> **Instructions for the task**
Turn the listing below into a numbered list with no blank lines. Leave the pictures out of your answer.

(Entries from a set of point annotations)
......

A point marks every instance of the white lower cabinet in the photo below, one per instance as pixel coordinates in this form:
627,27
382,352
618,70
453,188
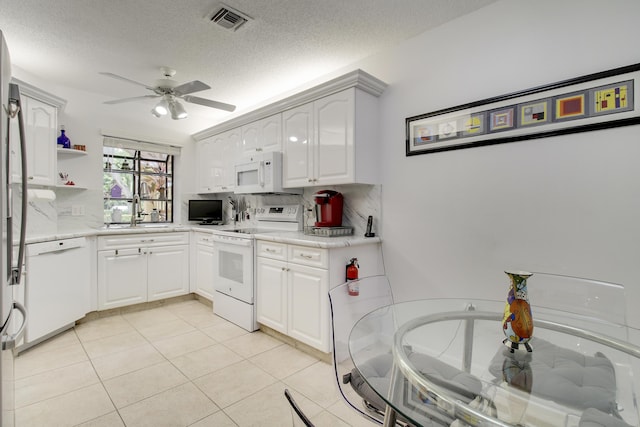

......

> **Exercise solution**
1. A point marks every instance of the white lower cabinet in the photo below, one per instance as pixel coordinates in this form:
2. 627,27
3. 382,352
4. 618,70
5. 453,188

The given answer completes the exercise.